> _PASSAGE_
================

More projecting.  There is no "critical backlash."  On Rotten Tomatoes it has an 85% rating overall.  Every episode except episode 5 (which prompted me to stop watching for three weeks) has at least an 85% rating - topping out with the finale at 90%.  On Metacritic, the score is considerably lower - a 71.  But compare this to other geekdom shows and it's perfectly fine.  Andor has a 74, HotD has a 69, and She-Hulk has a 67.

As for "fan backlash," the ratings remain solid.  In the most recent week reported by Nielsen (September 19-25), HotD did overtake ROP in streaming minutes - good for them!  But still, ROP ticked back up to 997 million minutes from the slight dip the previous week at 988 million minutes. 

The only "backlash" being seen is rather obvious review bombing and a marked lack of "online buzz."  I think this article makes a great analogy in that Amazon is the CBS of streaming and generally "dad" viewing.  It fits with the empirics that tell us 71% of its audience is over 35.  Anyway, the only way this show is receiving an "enormous amount of fan backlash" is if you're Very Online.

================

> _DATA RECORDS_
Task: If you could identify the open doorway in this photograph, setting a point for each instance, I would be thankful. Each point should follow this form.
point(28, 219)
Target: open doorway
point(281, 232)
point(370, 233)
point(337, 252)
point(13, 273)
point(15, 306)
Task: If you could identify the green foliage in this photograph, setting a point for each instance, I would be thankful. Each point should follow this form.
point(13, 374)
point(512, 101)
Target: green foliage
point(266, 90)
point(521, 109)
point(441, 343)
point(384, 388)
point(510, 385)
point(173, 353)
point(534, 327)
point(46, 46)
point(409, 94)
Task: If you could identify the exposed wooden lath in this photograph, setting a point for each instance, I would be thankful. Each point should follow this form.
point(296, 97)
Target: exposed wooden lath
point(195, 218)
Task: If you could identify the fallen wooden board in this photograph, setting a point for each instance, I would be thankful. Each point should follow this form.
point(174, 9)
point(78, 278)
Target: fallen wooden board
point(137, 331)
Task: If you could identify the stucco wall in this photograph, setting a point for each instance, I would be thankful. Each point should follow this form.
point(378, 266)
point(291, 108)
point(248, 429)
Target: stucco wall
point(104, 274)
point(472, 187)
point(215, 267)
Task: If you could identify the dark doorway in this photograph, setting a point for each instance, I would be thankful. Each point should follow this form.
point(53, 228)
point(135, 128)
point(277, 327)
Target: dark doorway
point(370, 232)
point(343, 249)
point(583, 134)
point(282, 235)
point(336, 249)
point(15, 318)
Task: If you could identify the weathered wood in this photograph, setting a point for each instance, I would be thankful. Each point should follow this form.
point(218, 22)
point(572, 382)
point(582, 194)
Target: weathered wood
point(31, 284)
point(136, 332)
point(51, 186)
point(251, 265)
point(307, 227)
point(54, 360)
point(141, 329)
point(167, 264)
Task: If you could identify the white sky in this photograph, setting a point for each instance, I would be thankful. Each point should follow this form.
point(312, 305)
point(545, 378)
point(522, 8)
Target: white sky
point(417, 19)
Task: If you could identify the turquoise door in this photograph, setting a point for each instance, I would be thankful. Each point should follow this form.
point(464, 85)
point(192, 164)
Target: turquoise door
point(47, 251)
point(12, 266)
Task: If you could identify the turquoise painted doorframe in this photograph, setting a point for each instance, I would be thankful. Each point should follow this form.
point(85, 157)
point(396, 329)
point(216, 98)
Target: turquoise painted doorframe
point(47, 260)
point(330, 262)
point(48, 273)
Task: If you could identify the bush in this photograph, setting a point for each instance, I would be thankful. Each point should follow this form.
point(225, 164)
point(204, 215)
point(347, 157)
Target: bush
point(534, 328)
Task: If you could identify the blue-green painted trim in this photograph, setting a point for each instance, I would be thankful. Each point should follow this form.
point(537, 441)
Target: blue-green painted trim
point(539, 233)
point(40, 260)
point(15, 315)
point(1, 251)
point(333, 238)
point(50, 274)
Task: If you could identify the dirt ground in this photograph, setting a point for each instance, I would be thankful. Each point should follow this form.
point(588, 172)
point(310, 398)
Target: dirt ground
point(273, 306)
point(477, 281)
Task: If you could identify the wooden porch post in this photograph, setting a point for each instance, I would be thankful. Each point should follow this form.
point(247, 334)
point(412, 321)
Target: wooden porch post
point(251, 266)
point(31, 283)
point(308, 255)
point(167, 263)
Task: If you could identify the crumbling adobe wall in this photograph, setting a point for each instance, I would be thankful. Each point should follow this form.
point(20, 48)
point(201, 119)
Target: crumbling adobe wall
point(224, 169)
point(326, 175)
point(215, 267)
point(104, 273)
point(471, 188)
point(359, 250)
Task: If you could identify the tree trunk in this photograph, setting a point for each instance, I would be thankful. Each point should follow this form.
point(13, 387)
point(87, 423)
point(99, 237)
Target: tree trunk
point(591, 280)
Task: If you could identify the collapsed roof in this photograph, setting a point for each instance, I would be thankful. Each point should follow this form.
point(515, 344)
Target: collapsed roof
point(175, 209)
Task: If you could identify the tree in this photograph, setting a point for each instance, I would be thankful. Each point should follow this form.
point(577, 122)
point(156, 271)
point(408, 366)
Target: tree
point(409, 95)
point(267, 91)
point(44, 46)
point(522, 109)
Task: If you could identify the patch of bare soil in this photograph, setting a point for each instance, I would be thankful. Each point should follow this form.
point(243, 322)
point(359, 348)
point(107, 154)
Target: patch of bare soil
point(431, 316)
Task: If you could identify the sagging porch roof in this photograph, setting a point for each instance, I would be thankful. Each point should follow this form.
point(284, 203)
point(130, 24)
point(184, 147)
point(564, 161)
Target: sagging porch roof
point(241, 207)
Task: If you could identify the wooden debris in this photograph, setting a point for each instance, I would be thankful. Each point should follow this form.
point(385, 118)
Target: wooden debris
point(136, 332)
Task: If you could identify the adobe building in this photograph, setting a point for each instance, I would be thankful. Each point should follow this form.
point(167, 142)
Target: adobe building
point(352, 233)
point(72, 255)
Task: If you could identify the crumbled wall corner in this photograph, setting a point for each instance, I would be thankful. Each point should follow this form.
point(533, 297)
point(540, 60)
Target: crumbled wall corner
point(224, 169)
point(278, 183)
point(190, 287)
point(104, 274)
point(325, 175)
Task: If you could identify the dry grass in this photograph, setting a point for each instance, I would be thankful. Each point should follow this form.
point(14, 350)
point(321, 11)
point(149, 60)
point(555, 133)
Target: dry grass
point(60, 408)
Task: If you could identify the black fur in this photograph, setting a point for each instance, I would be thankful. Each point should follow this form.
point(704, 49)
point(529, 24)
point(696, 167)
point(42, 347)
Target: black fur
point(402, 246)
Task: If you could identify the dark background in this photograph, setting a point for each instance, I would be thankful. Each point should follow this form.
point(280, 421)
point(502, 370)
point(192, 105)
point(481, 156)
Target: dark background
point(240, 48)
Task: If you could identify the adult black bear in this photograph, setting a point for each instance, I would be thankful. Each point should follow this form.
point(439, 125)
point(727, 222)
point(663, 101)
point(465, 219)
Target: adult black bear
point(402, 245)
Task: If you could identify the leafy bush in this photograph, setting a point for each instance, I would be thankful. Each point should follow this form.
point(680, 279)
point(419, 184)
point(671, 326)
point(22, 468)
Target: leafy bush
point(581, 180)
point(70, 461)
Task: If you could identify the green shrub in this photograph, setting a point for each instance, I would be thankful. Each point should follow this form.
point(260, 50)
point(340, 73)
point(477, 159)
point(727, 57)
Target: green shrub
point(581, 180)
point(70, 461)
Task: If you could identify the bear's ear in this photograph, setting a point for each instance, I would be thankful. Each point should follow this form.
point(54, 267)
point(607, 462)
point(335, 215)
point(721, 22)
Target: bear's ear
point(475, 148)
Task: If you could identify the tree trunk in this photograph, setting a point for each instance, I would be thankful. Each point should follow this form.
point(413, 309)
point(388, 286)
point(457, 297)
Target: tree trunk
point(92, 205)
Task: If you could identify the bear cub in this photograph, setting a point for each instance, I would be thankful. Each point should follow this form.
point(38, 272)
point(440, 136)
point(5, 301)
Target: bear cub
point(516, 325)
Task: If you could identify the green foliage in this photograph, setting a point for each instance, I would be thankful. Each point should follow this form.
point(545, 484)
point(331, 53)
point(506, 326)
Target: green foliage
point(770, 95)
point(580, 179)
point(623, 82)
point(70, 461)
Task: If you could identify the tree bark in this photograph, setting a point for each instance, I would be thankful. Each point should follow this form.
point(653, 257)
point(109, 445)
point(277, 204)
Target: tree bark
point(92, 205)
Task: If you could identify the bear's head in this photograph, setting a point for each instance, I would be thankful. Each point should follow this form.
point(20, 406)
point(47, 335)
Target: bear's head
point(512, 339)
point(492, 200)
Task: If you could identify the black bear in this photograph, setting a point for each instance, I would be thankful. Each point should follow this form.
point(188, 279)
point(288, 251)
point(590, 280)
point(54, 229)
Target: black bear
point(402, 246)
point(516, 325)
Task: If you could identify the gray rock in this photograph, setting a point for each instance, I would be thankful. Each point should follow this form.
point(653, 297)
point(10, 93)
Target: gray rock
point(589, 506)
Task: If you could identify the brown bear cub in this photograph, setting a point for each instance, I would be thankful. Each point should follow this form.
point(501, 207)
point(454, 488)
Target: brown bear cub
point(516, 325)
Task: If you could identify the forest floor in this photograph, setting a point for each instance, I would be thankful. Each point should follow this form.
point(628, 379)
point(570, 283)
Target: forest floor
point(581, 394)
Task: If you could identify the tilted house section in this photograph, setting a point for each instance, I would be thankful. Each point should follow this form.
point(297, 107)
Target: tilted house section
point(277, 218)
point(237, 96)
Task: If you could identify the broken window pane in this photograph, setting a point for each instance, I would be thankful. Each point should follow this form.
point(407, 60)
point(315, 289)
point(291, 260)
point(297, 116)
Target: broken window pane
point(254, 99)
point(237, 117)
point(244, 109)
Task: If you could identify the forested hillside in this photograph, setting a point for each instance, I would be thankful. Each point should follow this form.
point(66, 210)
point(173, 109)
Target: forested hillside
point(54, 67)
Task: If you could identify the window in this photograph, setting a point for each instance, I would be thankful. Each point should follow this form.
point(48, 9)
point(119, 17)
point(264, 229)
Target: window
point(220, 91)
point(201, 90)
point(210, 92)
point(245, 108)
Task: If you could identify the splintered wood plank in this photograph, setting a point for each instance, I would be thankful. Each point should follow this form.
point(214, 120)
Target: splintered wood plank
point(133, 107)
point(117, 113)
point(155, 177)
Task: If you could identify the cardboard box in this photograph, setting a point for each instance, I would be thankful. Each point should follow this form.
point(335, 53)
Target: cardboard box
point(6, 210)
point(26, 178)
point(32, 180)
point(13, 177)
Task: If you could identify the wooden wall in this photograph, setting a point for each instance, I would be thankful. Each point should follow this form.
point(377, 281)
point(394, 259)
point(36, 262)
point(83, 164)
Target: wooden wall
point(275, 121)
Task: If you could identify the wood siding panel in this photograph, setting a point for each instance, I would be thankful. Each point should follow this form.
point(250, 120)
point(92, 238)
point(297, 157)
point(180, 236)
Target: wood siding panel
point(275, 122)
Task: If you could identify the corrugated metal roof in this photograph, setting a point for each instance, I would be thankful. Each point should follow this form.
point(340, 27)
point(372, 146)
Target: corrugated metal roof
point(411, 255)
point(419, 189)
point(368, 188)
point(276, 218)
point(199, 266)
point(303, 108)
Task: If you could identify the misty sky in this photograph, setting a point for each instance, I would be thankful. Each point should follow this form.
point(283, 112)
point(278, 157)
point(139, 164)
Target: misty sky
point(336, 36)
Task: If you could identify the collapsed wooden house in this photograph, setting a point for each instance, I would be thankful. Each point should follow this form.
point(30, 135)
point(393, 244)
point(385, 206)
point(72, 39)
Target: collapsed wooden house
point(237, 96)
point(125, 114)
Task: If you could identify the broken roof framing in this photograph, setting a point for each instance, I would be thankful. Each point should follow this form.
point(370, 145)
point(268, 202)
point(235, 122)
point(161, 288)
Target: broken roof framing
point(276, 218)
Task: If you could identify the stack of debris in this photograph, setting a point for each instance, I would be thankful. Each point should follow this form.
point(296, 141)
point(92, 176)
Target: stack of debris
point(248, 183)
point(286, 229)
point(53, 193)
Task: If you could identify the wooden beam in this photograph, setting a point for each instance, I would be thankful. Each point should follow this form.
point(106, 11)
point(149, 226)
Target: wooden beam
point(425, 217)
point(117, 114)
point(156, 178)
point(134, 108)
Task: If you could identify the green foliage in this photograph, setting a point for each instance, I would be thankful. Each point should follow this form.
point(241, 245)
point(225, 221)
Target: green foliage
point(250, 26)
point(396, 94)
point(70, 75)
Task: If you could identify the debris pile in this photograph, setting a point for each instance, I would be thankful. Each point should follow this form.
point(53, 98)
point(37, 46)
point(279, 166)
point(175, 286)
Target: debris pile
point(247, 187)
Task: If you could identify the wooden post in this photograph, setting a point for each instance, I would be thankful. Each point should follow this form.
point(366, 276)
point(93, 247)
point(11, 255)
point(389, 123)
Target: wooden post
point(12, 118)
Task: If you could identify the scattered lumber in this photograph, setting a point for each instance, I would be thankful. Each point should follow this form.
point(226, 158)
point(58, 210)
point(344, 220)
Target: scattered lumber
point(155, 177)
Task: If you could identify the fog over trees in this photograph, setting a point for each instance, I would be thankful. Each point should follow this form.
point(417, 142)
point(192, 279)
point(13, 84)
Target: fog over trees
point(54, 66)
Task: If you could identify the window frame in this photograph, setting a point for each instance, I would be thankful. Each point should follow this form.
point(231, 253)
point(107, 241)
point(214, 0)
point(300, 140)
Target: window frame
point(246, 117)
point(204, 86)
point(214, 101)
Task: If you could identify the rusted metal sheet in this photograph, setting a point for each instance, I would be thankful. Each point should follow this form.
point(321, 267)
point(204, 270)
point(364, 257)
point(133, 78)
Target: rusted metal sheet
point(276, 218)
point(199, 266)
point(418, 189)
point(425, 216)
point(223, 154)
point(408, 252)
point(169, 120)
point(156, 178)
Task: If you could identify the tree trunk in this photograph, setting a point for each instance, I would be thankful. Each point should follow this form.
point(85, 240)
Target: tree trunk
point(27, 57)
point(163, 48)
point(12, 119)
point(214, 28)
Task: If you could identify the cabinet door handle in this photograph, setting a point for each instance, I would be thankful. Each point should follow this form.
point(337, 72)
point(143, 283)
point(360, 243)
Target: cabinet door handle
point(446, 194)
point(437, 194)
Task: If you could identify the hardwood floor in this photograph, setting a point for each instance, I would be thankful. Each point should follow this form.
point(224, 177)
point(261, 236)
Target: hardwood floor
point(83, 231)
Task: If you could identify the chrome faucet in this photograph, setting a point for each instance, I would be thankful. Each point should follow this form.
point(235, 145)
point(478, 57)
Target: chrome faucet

================

> _WORK TO DO_
1 - In the passage about the show's backlash, how many streaming minutes did ROP have in the Nielsen week of September 19-25?
2 - Continue the passage about the show's backlash from its last sentence.
The records play no part in what comes next.

> _ANSWERS IN ORDER_
1 - 997 million minutes.

2 -
Look, I thought the show was middling at best myself.  I much prefer HotD and once I get to watch Andor I'm sure I'll much prefer that too.  But all measurements indicate the show is a success.  Perhaps a muted one - it's certainly not a home run - but it's at least a base hit and probably a double unless you really care about generating online buzz.  Again, I'd encourage people to get out of their own bubble (or the bubble of this thread) when considering the reception to this show.

Yeah, I agree with all of this. RoP may not be the supreme success Amazon was hoping for, but I very much doubt they would consider it a failure. It has a large audience and critically it's not doing too badly. A 69 on metacritic for a first season is good. Rome's first season scored a 70. The Wire scored a 79. Chernobyl has an 82. Breaking Bad has a 73.

I personally think this show is awful, but I doubt Amazon cares about my opinion.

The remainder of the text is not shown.